▸ **Work to do**: Please pull out each line of the listing below that contains the word "black", and copy every such line in full.

▸ **Records provided**:
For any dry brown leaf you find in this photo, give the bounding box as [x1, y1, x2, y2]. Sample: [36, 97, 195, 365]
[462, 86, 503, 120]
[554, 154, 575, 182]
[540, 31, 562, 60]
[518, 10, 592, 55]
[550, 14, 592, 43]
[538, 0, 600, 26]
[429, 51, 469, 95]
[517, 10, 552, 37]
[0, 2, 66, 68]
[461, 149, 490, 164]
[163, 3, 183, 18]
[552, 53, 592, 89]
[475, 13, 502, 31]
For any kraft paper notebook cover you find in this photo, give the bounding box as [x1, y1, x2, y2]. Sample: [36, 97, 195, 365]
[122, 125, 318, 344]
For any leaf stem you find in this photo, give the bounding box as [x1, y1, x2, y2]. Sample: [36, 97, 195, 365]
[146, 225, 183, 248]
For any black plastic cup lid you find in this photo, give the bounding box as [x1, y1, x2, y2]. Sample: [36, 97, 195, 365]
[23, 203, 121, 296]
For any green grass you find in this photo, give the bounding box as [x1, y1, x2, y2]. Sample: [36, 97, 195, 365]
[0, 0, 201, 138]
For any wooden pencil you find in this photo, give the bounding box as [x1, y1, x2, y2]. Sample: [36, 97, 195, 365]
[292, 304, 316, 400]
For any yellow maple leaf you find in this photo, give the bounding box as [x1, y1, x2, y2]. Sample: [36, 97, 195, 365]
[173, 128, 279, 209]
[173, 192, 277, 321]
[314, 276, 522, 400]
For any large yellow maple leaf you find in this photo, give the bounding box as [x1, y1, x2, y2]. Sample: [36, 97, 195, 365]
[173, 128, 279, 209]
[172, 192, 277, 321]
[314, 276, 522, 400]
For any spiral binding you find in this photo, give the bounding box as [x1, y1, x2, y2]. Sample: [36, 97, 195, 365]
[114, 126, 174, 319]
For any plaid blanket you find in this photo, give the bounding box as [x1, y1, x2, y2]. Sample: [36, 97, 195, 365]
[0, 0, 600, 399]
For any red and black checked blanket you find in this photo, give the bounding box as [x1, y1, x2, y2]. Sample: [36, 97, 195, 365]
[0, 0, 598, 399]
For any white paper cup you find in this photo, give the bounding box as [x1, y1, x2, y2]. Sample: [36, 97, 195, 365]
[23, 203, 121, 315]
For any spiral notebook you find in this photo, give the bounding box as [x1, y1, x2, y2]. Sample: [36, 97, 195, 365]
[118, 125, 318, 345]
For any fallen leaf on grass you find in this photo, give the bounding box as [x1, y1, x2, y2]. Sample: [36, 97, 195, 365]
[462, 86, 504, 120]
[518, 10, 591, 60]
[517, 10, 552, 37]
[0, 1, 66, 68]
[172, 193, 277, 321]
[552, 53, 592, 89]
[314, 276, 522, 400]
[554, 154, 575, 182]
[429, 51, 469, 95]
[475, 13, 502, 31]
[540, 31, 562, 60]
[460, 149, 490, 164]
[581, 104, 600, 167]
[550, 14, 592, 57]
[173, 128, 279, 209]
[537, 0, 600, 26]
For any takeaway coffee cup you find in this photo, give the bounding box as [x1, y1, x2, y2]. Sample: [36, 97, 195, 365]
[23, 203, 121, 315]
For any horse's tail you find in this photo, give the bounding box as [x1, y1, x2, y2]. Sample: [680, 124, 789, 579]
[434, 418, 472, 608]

▸ **Answer to this exercise**:
For any black plastic cup lid you find in this photo, give the bounding box as [x1, y1, x2, y2]. Sample: [36, 97, 195, 365]
For any red and black checked blanket you find in this photo, give the bounding box as [x1, y1, x2, y2]. Sample: [36, 97, 195, 365]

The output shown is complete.